Collected data:
◆ ◆ ◆ ◆

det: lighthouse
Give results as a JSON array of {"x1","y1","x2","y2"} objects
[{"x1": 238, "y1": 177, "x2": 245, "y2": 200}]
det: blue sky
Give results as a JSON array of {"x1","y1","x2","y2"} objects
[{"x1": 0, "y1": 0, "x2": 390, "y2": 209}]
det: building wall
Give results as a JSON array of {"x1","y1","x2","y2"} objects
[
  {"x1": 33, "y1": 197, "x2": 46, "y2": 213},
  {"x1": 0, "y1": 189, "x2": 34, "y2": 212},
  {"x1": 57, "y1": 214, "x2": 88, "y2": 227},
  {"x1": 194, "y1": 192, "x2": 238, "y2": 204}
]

◆ ◆ ◆ ◆

▶ **DIRECTIONS FOR THIS TASK**:
Exact reproduction is required: output the lines from the start of the entries above through the line with "det: building wall".

▶ **RESULT OF THIS TASK**:
det: lighthouse
Give results as a JSON array of {"x1","y1","x2","y2"} objects
[{"x1": 238, "y1": 177, "x2": 245, "y2": 200}]
det: blue sky
Give results as a JSON array of {"x1","y1","x2","y2"} objects
[{"x1": 0, "y1": 0, "x2": 390, "y2": 209}]
det: building wall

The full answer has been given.